> [WORK TO COMPLETE] Rename "Target" to "Object" in the rows running from the line with "Mark every instance of the green leaf" up to and including the line with "x=139 y=117", and output only those lines with nothing else changed.
>> start WORKING DATA
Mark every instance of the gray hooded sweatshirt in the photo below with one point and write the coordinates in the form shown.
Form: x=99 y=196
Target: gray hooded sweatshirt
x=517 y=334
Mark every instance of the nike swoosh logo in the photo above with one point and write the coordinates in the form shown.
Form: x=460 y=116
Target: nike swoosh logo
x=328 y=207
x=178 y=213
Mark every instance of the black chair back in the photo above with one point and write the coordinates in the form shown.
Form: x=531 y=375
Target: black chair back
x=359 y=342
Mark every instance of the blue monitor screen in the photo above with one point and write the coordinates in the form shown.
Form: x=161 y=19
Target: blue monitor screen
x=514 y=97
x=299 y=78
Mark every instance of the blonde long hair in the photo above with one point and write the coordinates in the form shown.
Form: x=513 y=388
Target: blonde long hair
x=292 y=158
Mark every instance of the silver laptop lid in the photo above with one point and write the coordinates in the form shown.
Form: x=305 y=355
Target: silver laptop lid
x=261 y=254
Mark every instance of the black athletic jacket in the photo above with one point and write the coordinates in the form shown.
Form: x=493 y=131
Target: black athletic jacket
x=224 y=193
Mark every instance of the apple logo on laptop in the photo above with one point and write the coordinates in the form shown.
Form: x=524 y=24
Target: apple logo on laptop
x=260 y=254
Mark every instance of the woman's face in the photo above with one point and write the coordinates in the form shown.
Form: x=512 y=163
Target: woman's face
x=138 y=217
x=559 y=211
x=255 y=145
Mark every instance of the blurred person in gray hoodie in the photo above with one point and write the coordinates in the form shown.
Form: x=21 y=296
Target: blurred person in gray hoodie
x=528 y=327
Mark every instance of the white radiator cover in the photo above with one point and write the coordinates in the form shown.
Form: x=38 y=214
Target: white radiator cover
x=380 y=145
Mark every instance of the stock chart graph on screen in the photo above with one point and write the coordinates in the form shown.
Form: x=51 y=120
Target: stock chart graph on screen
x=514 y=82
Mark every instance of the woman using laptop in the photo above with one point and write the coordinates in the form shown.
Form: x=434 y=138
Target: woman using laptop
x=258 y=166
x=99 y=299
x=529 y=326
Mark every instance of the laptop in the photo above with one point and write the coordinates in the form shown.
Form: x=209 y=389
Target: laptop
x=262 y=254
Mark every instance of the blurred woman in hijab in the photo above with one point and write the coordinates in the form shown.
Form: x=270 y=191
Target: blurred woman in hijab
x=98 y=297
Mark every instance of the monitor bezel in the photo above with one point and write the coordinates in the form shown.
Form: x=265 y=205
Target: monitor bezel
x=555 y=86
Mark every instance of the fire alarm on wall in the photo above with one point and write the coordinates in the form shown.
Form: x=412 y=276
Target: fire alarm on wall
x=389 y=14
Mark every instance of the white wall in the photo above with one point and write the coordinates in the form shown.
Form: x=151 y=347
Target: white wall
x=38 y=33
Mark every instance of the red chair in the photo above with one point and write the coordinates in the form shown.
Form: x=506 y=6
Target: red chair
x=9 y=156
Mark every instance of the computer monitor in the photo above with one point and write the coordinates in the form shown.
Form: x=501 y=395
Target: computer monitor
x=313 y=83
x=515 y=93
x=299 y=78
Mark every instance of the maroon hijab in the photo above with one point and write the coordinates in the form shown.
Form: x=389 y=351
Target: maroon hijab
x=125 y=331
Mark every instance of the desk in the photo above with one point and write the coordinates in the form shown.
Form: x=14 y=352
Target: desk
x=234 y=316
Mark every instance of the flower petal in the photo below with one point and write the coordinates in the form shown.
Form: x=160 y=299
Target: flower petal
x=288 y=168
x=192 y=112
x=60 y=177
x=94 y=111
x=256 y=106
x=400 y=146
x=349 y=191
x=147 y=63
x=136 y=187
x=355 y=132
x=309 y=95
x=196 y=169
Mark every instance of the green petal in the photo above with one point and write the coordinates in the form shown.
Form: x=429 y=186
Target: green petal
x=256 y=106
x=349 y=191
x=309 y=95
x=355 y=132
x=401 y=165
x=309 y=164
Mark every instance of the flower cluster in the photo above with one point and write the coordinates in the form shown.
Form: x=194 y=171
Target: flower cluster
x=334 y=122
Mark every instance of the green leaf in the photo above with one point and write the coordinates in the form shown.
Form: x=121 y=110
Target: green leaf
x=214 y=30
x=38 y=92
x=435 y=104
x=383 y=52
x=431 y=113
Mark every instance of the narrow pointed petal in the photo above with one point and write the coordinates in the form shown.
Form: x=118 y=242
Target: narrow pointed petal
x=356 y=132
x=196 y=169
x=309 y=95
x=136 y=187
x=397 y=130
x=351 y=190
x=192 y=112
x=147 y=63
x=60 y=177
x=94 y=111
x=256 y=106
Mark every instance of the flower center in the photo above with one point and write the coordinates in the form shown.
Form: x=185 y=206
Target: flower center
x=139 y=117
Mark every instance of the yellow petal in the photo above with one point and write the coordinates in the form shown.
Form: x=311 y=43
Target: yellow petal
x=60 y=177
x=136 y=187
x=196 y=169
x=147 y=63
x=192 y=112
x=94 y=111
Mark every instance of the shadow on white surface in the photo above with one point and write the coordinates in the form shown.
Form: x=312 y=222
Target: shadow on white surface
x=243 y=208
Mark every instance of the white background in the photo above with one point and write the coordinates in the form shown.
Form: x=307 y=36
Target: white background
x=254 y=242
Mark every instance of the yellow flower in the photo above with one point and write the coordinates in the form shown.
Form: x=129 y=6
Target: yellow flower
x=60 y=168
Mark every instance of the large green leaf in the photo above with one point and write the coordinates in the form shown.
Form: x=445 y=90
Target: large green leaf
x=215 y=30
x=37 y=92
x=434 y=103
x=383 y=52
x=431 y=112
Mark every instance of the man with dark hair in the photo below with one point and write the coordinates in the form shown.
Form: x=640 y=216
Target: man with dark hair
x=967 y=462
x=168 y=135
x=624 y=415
>> end WORKING DATA
>> start WORKING DATA
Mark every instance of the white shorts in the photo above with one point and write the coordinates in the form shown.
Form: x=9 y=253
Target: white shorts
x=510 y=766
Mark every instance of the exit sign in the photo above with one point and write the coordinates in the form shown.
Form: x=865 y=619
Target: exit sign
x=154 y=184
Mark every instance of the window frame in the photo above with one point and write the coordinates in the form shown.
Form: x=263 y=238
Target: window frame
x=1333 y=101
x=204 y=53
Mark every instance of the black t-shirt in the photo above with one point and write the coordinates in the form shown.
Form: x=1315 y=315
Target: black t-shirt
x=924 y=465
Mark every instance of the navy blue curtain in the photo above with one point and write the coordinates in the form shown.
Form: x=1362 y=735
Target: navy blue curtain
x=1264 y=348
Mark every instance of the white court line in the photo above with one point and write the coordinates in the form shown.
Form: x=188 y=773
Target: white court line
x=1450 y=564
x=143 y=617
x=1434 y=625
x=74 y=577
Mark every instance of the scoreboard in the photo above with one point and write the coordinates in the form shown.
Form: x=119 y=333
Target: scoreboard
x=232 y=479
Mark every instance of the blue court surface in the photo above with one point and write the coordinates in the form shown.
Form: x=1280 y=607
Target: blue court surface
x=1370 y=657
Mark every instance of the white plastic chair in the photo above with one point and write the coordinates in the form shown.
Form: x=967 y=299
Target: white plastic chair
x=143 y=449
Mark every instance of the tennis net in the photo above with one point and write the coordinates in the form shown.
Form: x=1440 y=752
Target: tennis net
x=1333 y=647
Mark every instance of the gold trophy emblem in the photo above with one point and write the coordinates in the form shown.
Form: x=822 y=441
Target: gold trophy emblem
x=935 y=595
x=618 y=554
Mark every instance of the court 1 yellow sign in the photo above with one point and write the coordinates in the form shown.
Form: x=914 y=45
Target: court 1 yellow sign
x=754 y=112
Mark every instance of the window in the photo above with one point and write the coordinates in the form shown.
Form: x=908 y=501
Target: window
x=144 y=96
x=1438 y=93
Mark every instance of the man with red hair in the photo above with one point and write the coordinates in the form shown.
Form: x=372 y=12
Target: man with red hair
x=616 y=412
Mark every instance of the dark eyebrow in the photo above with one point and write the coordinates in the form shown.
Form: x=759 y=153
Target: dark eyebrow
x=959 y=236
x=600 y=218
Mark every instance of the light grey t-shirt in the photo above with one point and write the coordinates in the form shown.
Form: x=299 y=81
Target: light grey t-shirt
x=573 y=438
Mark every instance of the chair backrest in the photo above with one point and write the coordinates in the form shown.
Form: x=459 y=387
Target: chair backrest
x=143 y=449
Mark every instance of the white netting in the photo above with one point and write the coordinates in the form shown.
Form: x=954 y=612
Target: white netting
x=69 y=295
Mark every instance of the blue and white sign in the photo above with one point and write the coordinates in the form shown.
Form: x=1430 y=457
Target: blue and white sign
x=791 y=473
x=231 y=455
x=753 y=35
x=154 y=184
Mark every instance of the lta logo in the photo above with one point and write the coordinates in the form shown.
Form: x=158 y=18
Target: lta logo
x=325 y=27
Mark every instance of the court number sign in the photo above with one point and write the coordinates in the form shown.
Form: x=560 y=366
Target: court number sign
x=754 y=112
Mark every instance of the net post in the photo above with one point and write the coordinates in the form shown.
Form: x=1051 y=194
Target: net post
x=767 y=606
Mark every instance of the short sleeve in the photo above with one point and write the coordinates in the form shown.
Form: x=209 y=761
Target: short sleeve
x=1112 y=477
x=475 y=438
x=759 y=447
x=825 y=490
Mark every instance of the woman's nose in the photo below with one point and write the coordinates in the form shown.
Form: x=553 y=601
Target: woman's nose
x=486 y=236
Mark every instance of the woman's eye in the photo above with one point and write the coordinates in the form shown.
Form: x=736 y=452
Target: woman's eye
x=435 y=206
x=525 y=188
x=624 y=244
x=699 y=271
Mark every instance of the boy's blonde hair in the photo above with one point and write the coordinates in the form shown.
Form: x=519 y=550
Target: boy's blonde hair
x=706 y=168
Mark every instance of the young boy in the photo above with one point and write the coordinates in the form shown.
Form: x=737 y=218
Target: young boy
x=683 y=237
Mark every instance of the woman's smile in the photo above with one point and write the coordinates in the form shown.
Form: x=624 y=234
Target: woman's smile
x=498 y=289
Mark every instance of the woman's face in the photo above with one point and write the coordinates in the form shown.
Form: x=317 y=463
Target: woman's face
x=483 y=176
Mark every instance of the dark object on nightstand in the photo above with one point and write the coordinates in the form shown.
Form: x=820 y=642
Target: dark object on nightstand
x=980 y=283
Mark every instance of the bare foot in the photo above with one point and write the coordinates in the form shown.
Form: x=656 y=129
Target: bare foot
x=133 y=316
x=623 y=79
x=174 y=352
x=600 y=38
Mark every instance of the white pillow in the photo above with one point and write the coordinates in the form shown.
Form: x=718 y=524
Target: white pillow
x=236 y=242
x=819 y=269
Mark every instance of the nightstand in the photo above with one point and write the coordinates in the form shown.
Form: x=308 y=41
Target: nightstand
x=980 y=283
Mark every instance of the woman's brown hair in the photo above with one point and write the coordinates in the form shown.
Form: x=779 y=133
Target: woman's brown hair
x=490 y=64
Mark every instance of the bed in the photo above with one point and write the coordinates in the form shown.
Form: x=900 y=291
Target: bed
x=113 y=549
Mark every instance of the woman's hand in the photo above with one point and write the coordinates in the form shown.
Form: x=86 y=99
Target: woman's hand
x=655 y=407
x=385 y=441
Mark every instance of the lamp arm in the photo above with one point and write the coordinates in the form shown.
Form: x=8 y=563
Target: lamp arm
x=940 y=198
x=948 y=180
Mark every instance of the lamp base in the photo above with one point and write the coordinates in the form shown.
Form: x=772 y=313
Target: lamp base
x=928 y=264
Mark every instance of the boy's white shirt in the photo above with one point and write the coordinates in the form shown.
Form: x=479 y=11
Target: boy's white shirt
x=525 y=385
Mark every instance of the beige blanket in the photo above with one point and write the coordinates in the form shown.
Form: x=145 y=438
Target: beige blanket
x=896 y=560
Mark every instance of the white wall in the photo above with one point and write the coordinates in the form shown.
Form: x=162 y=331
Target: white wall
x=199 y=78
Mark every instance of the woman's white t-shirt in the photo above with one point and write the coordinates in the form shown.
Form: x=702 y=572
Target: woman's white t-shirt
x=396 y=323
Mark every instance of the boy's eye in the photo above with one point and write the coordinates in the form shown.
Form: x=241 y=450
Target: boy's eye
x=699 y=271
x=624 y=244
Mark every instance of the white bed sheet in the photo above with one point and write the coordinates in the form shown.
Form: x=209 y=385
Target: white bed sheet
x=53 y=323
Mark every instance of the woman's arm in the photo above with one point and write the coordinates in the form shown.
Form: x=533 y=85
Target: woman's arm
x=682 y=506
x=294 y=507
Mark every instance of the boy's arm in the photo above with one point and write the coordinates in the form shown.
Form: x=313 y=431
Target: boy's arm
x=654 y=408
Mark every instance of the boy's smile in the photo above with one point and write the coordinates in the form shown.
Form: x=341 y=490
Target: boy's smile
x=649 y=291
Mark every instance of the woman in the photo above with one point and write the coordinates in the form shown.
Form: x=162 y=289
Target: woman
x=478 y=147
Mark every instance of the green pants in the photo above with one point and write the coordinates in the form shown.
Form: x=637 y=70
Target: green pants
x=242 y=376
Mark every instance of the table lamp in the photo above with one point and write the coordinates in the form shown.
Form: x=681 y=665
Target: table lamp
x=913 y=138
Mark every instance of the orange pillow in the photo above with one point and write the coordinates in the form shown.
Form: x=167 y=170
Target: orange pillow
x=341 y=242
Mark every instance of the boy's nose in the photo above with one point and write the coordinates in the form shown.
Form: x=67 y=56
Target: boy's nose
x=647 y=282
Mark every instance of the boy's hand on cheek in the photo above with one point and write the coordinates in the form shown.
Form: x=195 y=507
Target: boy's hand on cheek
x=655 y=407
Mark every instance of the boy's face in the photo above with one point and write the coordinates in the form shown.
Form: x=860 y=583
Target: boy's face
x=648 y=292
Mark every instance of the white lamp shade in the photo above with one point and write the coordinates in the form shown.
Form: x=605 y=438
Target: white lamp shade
>> end WORKING DATA
> [CORRECT OUTPUT]
Mark every instance of the green leaf in the photo above with one point and write the coordinates in the form shown.
Form: x=121 y=110
Object: green leaf
x=214 y=30
x=38 y=92
x=435 y=104
x=383 y=52
x=431 y=113
Mark every instance of the narrow pointed petal in the photo above with one point and write the coordinates in the form shown.
Form: x=118 y=242
Object: narrow pointed petal
x=356 y=132
x=196 y=169
x=309 y=95
x=136 y=187
x=397 y=130
x=351 y=190
x=192 y=112
x=147 y=63
x=60 y=177
x=94 y=111
x=256 y=106
Mark every instance of the flower center in the photo above with one point and write the coordinates in the form shown.
Form: x=185 y=206
Object: flower center
x=139 y=117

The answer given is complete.